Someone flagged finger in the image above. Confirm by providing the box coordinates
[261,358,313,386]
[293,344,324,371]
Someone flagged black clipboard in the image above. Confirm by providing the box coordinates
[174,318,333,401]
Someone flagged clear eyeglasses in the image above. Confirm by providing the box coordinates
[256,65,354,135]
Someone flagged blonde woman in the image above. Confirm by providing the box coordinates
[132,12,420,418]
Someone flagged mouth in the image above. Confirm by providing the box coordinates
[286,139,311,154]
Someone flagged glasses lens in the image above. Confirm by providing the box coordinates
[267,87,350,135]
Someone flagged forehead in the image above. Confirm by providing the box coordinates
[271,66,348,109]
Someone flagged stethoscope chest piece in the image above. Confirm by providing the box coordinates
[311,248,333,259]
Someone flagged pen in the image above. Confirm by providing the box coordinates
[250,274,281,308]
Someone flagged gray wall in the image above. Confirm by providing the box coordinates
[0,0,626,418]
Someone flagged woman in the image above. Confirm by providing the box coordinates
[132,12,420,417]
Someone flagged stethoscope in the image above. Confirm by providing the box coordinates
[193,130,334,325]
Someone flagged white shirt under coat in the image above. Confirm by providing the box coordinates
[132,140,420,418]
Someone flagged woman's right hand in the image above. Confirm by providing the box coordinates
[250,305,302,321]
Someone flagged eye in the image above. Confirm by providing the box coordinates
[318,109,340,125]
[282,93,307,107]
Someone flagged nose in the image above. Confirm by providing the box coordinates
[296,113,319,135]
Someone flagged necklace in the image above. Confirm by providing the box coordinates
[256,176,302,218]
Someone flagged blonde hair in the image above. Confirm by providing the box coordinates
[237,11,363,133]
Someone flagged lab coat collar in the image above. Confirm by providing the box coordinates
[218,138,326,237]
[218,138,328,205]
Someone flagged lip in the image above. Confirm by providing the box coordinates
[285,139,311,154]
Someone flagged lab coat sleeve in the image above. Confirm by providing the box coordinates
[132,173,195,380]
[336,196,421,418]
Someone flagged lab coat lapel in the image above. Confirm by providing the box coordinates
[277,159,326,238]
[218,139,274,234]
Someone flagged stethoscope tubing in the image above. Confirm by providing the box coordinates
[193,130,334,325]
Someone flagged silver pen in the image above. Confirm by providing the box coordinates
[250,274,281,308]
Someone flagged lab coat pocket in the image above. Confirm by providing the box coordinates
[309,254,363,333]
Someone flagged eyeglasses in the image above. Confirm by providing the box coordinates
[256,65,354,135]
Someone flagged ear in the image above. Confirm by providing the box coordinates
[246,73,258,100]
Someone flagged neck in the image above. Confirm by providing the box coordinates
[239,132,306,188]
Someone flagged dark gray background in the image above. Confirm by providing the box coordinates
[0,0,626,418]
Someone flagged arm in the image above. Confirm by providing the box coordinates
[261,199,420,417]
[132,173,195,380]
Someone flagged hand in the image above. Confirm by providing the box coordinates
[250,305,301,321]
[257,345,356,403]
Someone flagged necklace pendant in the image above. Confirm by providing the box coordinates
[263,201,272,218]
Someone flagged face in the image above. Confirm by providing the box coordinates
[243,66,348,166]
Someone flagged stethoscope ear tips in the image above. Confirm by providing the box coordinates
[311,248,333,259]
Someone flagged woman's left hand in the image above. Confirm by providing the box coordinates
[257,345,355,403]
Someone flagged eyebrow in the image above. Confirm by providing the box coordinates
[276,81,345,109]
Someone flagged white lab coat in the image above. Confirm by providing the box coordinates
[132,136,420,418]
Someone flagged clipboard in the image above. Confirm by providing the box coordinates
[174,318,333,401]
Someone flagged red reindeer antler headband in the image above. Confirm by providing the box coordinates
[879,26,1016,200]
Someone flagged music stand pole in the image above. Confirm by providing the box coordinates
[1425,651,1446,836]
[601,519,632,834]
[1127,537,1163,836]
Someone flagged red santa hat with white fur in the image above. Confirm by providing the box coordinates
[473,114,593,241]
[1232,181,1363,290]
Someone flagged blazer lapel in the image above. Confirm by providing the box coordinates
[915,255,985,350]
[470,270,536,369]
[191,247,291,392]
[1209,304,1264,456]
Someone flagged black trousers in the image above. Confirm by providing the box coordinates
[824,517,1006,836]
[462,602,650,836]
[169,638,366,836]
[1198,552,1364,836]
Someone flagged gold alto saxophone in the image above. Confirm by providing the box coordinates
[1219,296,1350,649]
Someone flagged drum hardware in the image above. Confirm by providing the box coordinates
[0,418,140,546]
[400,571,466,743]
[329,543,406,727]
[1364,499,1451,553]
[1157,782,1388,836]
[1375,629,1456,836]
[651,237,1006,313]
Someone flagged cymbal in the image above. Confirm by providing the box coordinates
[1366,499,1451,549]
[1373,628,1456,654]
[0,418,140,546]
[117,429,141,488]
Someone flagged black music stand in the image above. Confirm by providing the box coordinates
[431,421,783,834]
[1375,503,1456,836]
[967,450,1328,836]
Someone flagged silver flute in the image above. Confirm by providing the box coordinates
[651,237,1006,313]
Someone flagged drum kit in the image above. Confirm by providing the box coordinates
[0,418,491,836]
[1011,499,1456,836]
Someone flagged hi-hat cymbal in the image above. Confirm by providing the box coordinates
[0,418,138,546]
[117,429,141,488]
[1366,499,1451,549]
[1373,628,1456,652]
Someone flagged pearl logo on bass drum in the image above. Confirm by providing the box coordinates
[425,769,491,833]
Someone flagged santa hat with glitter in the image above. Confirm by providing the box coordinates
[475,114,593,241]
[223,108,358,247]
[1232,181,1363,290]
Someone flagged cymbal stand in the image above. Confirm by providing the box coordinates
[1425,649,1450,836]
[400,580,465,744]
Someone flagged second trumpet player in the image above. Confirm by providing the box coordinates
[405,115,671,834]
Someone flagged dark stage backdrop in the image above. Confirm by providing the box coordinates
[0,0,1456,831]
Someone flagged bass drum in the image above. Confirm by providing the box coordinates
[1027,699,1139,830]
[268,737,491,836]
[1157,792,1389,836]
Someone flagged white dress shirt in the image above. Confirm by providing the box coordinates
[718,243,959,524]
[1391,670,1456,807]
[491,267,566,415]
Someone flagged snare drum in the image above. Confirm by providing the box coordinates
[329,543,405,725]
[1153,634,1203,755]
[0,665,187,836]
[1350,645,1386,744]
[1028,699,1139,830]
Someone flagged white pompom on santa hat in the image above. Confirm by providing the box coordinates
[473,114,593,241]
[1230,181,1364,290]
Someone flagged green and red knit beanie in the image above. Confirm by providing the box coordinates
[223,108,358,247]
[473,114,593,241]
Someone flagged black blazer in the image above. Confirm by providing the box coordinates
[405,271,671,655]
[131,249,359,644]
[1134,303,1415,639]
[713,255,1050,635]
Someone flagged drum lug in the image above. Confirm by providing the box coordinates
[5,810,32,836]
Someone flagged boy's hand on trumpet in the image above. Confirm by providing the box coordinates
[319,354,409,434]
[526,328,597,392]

----------

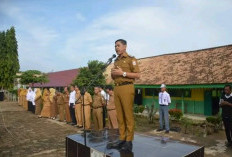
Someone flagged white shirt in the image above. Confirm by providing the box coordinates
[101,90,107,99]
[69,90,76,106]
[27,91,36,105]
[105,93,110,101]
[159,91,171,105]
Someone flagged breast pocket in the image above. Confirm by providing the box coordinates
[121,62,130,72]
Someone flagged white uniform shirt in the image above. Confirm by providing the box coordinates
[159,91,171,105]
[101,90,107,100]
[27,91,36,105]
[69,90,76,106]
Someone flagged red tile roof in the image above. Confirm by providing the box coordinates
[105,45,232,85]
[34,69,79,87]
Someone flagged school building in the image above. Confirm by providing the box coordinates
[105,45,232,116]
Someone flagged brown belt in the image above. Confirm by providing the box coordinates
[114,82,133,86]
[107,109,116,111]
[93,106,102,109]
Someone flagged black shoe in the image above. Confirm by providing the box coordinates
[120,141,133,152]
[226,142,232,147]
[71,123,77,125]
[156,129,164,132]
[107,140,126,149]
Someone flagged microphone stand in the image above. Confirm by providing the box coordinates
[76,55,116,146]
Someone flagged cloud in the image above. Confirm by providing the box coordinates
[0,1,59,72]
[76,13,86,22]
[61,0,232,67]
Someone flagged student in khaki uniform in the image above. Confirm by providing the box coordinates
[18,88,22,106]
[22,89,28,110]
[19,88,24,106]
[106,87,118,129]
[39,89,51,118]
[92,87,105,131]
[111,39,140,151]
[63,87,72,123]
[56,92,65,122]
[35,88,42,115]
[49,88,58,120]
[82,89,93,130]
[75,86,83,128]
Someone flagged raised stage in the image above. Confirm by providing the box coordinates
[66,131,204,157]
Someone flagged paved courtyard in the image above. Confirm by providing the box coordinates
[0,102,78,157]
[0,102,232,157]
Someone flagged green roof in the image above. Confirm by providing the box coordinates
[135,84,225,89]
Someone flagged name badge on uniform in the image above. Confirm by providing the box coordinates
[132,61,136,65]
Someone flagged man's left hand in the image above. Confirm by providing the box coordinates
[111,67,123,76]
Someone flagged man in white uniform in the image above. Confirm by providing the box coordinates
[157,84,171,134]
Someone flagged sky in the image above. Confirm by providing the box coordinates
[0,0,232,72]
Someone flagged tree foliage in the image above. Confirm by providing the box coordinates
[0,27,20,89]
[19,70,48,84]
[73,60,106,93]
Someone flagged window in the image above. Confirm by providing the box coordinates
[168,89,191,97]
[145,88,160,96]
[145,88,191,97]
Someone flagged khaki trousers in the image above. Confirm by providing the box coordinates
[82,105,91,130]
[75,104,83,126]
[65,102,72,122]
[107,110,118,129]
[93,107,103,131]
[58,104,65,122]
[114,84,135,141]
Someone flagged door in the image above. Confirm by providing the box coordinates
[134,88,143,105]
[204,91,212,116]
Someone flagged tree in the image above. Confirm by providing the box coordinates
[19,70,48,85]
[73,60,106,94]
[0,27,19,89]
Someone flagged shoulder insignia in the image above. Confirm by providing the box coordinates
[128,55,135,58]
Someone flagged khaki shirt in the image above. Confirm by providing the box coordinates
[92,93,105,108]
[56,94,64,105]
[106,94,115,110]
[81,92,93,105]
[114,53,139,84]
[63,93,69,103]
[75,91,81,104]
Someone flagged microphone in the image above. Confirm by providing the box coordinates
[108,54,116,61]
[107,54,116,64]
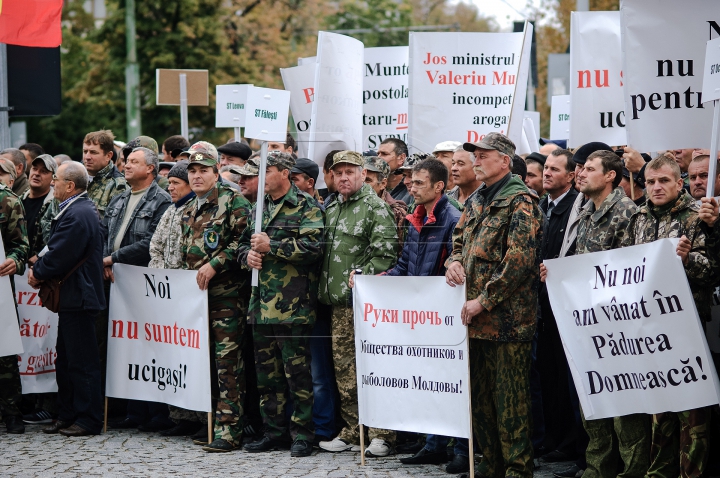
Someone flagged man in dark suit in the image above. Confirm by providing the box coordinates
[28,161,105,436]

----------

_What the task asks_
Reproduce only the lines of the listing that start with the line containing "Someone flagged lip" and go on through the line containing "[309,254,363,333]", requests included. In the answers, multiply every box coordinate by 2.35 and round each result to a whole number, rounding halves up.

_Complete answer_
Someone flagged lip in the image above. Confirm by providing the box coordinates
[670,327,731,362]
Someone flagged lab coat sleeve in the image above. Confirm by providing the box coordinates
[310,407,458,893]
[790,461,989,982]
Someone flagged lab coat lapel in the image above. Confirm by providing the box coordinates
[651,374,766,559]
[512,327,644,550]
Someone flagged stethoscope tubing in the image above. Confirm by providing the box coordinates
[454,306,785,764]
Someone flagged silver pen in the image above. Confirm by providing the box coordinates
[588,644,660,724]
Someone flagged lab coat pocket in the image above. Confirm by providing the box coordinates
[726,597,853,783]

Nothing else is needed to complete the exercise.